┌─ Text passage

Acute intermittent porphyria: focus on possible mechanisms of acute and chronic manifestations

Yuelin Ma 1, Qing Teng 1, Yiran Zhang 2, Songyun Zhang 1,*
PMCID: PMC7586881  PMID: 33139977

Summary

Porphyrias are a group of inherited metabolic diseases that include eight types, each of which is caused by a mutation that affects an enzyme of the heme biosynthetic pathway. When an enzyme defect has physiological significance, it leads to overproduction of pathway precursors prior to the defective step. The partial absence of the third enzyme in the heme biosynthetic pathway, porphobilinogen deaminase (PBGD) also known as hydroxymethylbilane synthase (HMBS), results in acute intermittent porphyria (AIP), which affects mainly women. Subjects who had AIP symptoms were deemed to have manifest AIP (MAIP). Clinical manifestations are usually diverse and non-specific. Acute AIP episodes may present with abdominal pain, nausea, and vomiting, and repeated episodes may result in a series of chronic injuries. Therefore, studying the mechanisms of acute and chronic manifestations of AIP is of great significance. This review aims to summarize the possible mechanisms of acute and chronic manifestations in patients with AIP.

Keywords: acute intermittent porphyria, mechanisms, aminolevulinic acid (ALA), attack

1. Introduction

Porphyria is a rare metabolic disease caused by abnormal enzyme activity in the heme synthesis pathway (1,2). Acute intermittent porphyria (AIP) is due to a partial deficiency in porphobilinogen deaminase (PBGD), also known as hydroxymethylbilane synthase (HMBS) (3,4), which is autosomal dominant and has low clinical penetrance (5-7). A PBGD enzyme deficiency leads to the significant accumulation of certain porphyrin precursors, such as aminolevulinic acid (ALA) and porphobilinogen (PBG). Women are more susceptible (8). Most patients develop symptoms after puberty (6).

└─

§ **What this exercise asks**
1 – Copy the passage on acute intermittent porphyria word for word, starting with "1. Introduction" and going on through "after puberty (6).".
2 – Write the next part of the passage on acute intermittent porphyria, picking up after its last sentence.

┌─ Supplied information

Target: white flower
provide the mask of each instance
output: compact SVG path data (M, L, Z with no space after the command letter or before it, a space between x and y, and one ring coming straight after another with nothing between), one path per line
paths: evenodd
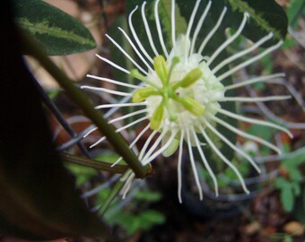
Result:
M216 144L207 134L207 131L214 133L222 142L230 146L240 156L248 160L253 167L260 172L258 166L253 161L252 158L247 154L242 149L236 146L232 142L230 141L230 137L225 137L216 128L215 125L224 126L230 131L240 135L246 139L256 142L257 143L266 145L270 149L280 152L280 150L259 137L249 134L241 131L231 124L222 120L216 115L222 114L231 118L237 119L238 121L248 122L250 124L262 125L275 128L286 132L292 136L292 134L280 125L274 125L270 122L263 120L254 119L246 117L231 111L228 111L222 108L222 102L227 101L241 101L241 102L256 102L256 101L267 101L267 100L278 100L285 99L290 97L287 96L272 96L272 97L260 97L260 98L246 98L246 97L226 97L226 91L228 90L237 89L245 85L249 85L258 82L266 82L267 80L283 76L283 73L266 75L257 77L251 80L247 80L237 84L231 84L223 86L222 81L227 77L231 76L239 70L249 65L253 62L262 58L268 53L278 48L282 41L279 41L276 45L266 48L260 54L252 56L247 61L237 65L229 71L226 71L219 74L219 71L222 67L232 64L233 61L243 57L245 55L252 53L253 50L270 40L273 38L273 34L270 33L261 39L259 41L254 43L250 48L246 48L233 56L223 59L214 67L211 68L211 64L214 62L219 54L223 51L232 41L234 41L242 32L247 21L249 18L248 13L245 13L242 22L236 32L224 41L210 56L205 54L205 48L209 41L213 41L212 39L214 33L218 30L221 26L222 20L225 18L227 8L224 7L219 19L213 26L210 32L206 35L205 39L202 39L202 44L198 49L196 49L195 43L198 40L197 36L202 28L209 28L208 24L205 25L205 19L211 8L212 2L208 2L205 9L203 13L198 11L200 1L196 1L185 34L179 35L176 38L176 27L175 27L175 1L171 1L171 39L172 48L169 51L165 46L163 36L161 33L161 22L159 20L158 4L160 0L157 0L154 4L154 17L155 24L158 32L158 36L152 36L150 26L145 16L145 4L144 2L141 7L142 20L144 24L144 29L147 34L147 38L152 48L154 56L150 56L144 47L141 43L137 33L134 28L132 21L133 14L137 11L137 6L130 13L128 23L129 28L134 38L134 41L130 37L120 28L119 30L123 33L126 40L129 42L132 48L139 59L143 62L141 65L136 63L124 49L120 47L111 37L106 35L109 39L117 46L117 48L128 58L135 66L134 70L126 70L110 60L100 56L97 56L111 65L113 67L126 73L126 74L135 77L143 82L139 85L132 85L123 82L110 80L108 78L102 78L93 75L88 75L89 77L112 82L118 85L126 86L134 90L130 93L120 92L112 91L105 88L96 88L91 86L83 86L83 89L93 89L100 90L119 96L126 96L126 98L132 98L133 102L121 102L118 104L106 104L97 106L96 108L124 108L131 106L141 107L140 110L135 111L128 115L125 115L121 117L117 117L109 121L109 124L116 123L119 120L124 120L127 117L142 115L143 117L137 118L135 121L127 124L126 125L117 129L117 132L122 132L132 125L135 125L143 122L145 119L150 121L150 124L144 128L144 130L136 136L136 138L131 143L130 148L134 149L135 143L144 135L144 134L152 129L152 133L142 150L139 151L139 160L146 165L152 162L157 156L163 154L164 156L170 156L177 150L179 150L179 160L178 160L178 177L179 177L179 199L181 203L181 160L182 160L182 151L184 145L187 148L188 156L192 170L194 173L196 186L198 187L200 199L203 198L202 187L199 181L198 174L196 168L195 158L193 154L193 149L196 149L200 155L201 160L206 170L209 172L215 188L215 194L218 194L218 184L217 178L213 169L210 167L210 162L213 160L207 160L205 153L202 150L203 145L209 145L211 150L231 169L234 170L238 176L243 190L248 193L246 187L243 177L235 166L226 158L225 154L217 148ZM198 12L198 13L197 13ZM201 17L196 23L194 25L195 16L201 14ZM193 29L195 28L195 29ZM193 36L190 36L193 30ZM159 41L161 46L162 53L159 53L156 48ZM158 45L159 45L158 43ZM143 68L142 66L145 66ZM92 129L90 133L94 131ZM90 134L88 133L88 134ZM87 135L88 135L87 134ZM202 143L199 137L204 137L206 143ZM104 141L105 137L100 139L92 146ZM186 144L184 144L184 142ZM149 148L150 147L150 148ZM159 148L158 148L159 147ZM118 160L118 162L120 160ZM117 162L116 162L117 163ZM126 191L130 186L130 183L134 178L134 174L130 173L126 178L127 182L126 185Z

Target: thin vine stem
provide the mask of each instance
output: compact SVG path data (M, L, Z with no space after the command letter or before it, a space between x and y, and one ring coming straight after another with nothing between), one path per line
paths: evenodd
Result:
M20 33L23 51L36 58L45 70L57 80L68 97L78 105L107 137L108 141L113 145L117 152L123 157L135 176L139 178L144 178L149 175L152 172L151 167L143 166L140 163L135 154L128 148L126 142L115 132L102 115L94 109L92 103L86 95L51 61L40 45L24 31L20 30Z

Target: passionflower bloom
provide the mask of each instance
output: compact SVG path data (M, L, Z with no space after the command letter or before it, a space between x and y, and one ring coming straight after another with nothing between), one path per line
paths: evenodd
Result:
M241 34L247 22L249 20L249 14L248 13L244 13L242 21L236 32L220 45L212 55L206 56L205 53L205 48L206 47L206 44L212 40L215 32L219 30L222 21L226 17L227 8L223 7L222 12L218 16L216 24L211 27L211 24L205 22L205 20L210 8L213 7L212 1L208 2L203 12L198 11L200 1L196 1L187 24L187 31L184 34L180 34L176 37L175 1L172 0L170 12L172 47L171 49L169 49L166 47L161 31L162 28L158 8L159 2L160 0L157 0L154 4L154 19L158 34L157 36L152 36L148 24L148 21L145 16L145 2L143 3L140 10L147 39L153 53L152 56L148 54L148 51L146 51L145 48L143 46L142 41L139 39L139 35L136 33L134 27L135 22L133 22L133 14L135 12L139 11L138 6L131 12L128 18L128 25L133 39L124 30L121 28L118 28L118 30L122 32L123 36L130 44L138 59L142 63L138 63L132 58L132 56L109 35L106 35L107 38L125 55L127 59L133 63L135 68L133 70L126 70L114 62L97 55L100 59L112 65L114 68L117 68L127 75L141 81L140 84L134 85L109 78L88 75L91 78L100 80L102 82L108 82L119 86L127 87L130 89L130 92L122 92L92 86L83 86L82 88L98 90L124 97L123 101L119 103L102 104L96 107L98 109L114 107L119 108L123 108L125 107L138 108L138 109L135 112L109 120L109 124L114 124L131 117L136 117L135 121L117 129L118 133L123 132L130 126L135 125L139 123L143 123L144 120L149 121L149 124L137 134L129 145L130 149L135 149L140 138L144 136L144 134L147 133L149 130L151 131L149 137L145 140L143 145L143 148L138 151L138 158L143 165L152 162L161 154L164 156L170 156L178 151L178 194L180 203L182 201L181 160L184 147L187 151L188 151L188 160L190 160L200 199L203 198L203 192L196 170L194 149L197 150L201 160L196 161L203 163L213 179L215 194L218 195L219 194L217 178L210 166L210 163L214 162L214 160L208 160L207 157L205 155L202 149L205 145L208 145L211 148L211 151L213 151L213 152L215 153L221 160L222 160L236 173L245 193L249 193L238 169L228 160L228 158L226 158L226 155L218 149L217 145L208 134L211 134L211 132L214 133L220 141L226 143L226 145L231 148L240 156L248 160L257 172L260 172L260 169L254 162L253 159L243 150L234 144L231 141L230 137L226 137L223 134L218 131L216 125L222 125L232 133L265 145L276 152L281 151L273 143L238 129L223 119L221 119L217 114L222 114L238 121L261 125L270 128L282 130L292 136L292 134L283 126L264 120L246 117L222 108L222 103L223 102L270 101L290 98L287 96L259 98L226 96L226 91L229 90L238 89L258 82L266 82L267 80L283 76L283 73L256 77L227 86L224 86L222 82L239 70L249 65L278 48L283 41L279 41L277 44L266 48L257 56L251 56L251 57L248 60L241 63L240 62L237 65L223 72L223 67L228 65L231 65L235 60L245 57L246 55L251 54L253 50L257 49L261 45L271 40L274 37L273 33L267 34L257 42L253 43L249 48L226 57L218 65L212 65L216 57ZM217 1L214 1L214 4L216 4L216 2ZM195 24L194 20L196 14L200 14L200 19ZM198 39L198 33L202 28L209 28L210 31L205 36L205 39ZM201 41L201 45L198 48L196 48L195 43L199 40ZM157 45L161 47L161 53L158 52L156 48ZM212 68L211 66L214 67ZM221 70L222 72L220 72ZM94 130L96 130L96 128L91 130L86 135ZM205 143L202 142L202 137L205 140ZM92 147L103 142L105 139L105 137L100 138L92 144ZM121 160L121 159L118 160L116 163L119 160ZM125 177L126 180L126 184L124 188L125 191L126 191L130 186L134 177L135 175L130 172L127 174L127 177Z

└─

§ **Responses by item number**
1 –
1. Introduction

Porphyria is a rare metabolic disease caused by abnormal enzyme activity in the heme synthesis pathway (1,2). Acute intermittent porphyria (AIP) is due to a partial deficiency in porphobilinogen deaminase (PBGD), also known as hydroxymethylbilane synthase (HMBS) (3,4), which is autosomal dominant and has low clinical penetrance (5-7). A PBGD enzyme deficiency leads to the significant accumulation of certain porphyrin precursors, such as aminolevulinic acid (ALA) and porphobilinogen (PBG). Women are more susceptible (8). Most patients develop symptoms after puberty (6).

2 –
AIP has varied clinical manifestations, and its attacks can be induced by a number of factors, such as drugs, hormones, starving, infection, psychological stress, and other unknown factors (9). Porphyrin precursors may affect the automatic, central, and peripheral nervous systems. In addition, porphyrin precursor deposition in the liver, kidneys, and other organs can cause damage to these organs and cause metabolic disturbances.

2. Neurologic symptoms

Some patients with AIP may have neurological manifestations. The automatic, central, and peripheral nervous systems can all be involved (6,10-12).

2.1. Automatic nervous system symptoms

Most automatic nervous system symptoms are non-specific, including abdominal pain, vomiting, etc. (13).

More than 80% of patients have abdominal pain, which is intermittent and involves cramping (6,8). Abdominal pain usually lasts hours to days and does not respond well to narcotic pain medications (14). In addition, the degree of abdominal pain is often disproportionate to the physical examination findings (6,15). Evacuation disorders may also be seen, including constipation, abdominal distention, and intestinal obstruction. Cardiovascular symptoms such as arrhythmia and hypertension may also be observed in some patients. The condition can also manifest as bladder dysfunction, such as urinary retention, urinary incontinence, and dysuria (6).

There is a hypothesis that increased serotonergic activity is associated with autonomic neuropathy. Tryptophan dioxygenase (TDO) is a rate-limiting enzyme that catalyzes the degradation of tryptophan. Heme deficiency in the liver will lead to decreased TDO activity, which will cause an increase in tryptophan. Tryptophan is activated by tryptophan hydroxylase to produce serotonin (5-HT), so if tryptophan levels increase, the levels of 5-HT will also increase to some extent. The following related studies further confirm this hypothesis. Puy et al. reported increased blood tryptophan and 5-HT levels, and the concentration of 5-hydroxy indoleacetic acid (5-HIAA) in urine also increased in patients with AIP. Injection of heme can correct these changes. The results of these studies add to the credibility of the hypothesis. 5-HT receptors are distributed in many tissues, such as the digestive tract, urinary bladder, adrenal glands, heart, and blood vessels. Several clinical manifestations of acute porphyrias, and autonomic neuropathy in particular, are similar to the effects of increased 5-HT activity (16).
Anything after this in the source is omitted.